▶ WRITTEN REQUEST A
Turn the records into a JSON list of strings, one string per line with blank lines omitted, starting at the first line of the records and ending at the line that contains "[107,69,247,90]". Leave the pictures out.

▶ QUOTED TEXT
## start
Distributional Properties

Figures 1–3 illustrate the distributional properties of errors.
Figure 1 plots Zestimates against DOF assessments. The relationship is strongly positive, but a consistent upward shift indicates systematic bias. At higher assessed values (> $2 million), Zestimates increasingly overshoot assessments.
Figure 2 presents list prices versus assessments. The scatter shows greater dispersion, with heavier tails and more extreme overstatements.
Figure 3 depicts kernel density estimates of percentage errors. Both Zestimates and list prices show median positive bias (+16–18%) and heavy right tails, confirming that a small but nontrivial subset of properties are substantially overvalued relative to assessments.

These figures underscore that while central tendencies show modest error, the tails carry significant implications for risk management.

Figure 1. Zestimate vs. Assessment Scatter

Figure 2. List Price vs. Assessment Scatter

Figure 3. Error Distributions

Geographic Clustering of Errors

Beyond ZIP-level averages, Figure 4 shows the distribution of absolute percentage errors by ZIP code. The boxplots confirm clustering:
10314: Tight distribution, with interquartile range (IQR) clustered around 10–15%.
10301 and 10307: Wider dispersion, with IQRs spanning 15–30% and outliers exceeding 50%.

This clustering suggests that error magnitudes are not randomly distributed but concentrated in specific neighborhoods, consistent with theories of spatial model bias.

Figure 4. Absolute % Errors by ZIP Code

Bias by Property Class

Figure 5 disaggregates median signed errors by property class. Results reveal clear differences:
Class 1 (one- and two-family homes): Smallest upward bias, +14–16%.
Class 2 (small multifamily, mixed-use): Larger median biases, +20–25%.

These results confirm H3: AVMs and list prices systematically inflate valuations more strongly in heterogeneous property segments. The finding aligns with literature showing that algorithmic performance declines when comparables are sparse or properties exhibit unusual characteristics.
## end
▶ WRITTEN REQUEST B
In the passage on valuation errors, recast the paragraph beginning "Figure 1 plots Zestimates" as a short bulleted list that keeps its main facts.

▶ ENTRIES SHOWN
## start
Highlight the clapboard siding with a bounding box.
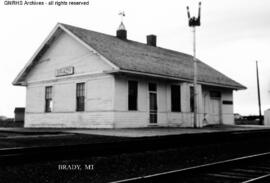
[26,32,111,82]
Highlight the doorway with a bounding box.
[148,83,158,124]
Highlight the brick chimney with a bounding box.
[116,30,127,40]
[146,34,157,46]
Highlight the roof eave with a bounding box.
[107,69,247,90]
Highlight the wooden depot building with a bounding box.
[13,23,245,128]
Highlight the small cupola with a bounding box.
[116,11,127,40]
[116,22,127,40]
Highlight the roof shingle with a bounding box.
[61,24,246,89]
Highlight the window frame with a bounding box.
[76,82,85,112]
[189,86,194,112]
[44,86,53,113]
[128,80,138,111]
[171,84,181,112]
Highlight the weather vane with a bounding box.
[118,11,126,22]
[187,2,202,27]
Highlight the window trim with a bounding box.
[44,86,53,113]
[128,80,139,111]
[171,84,182,112]
[75,82,86,112]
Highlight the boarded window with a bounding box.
## end
▶ TASK ANSWER A
[
  "Highlight the clapboard siding with a bounding box.",
  "[26,32,111,82]",
  "Highlight the doorway with a bounding box.",
  "[148,83,158,124]",
  "Highlight the brick chimney with a bounding box.",
  "[116,30,127,40]",
  "[146,34,157,46]",
  "Highlight the roof eave with a bounding box.",
  "[107,69,247,90]"
]

▶ TASK ANSWER B
- Figure 1 plots Zestimates against DOF assessments.
- The relationship is strongly positive.
- A consistent upward shift indicates systematic bias.
- At assessed values above $2 million, Zestimates increasingly overshoot assessments.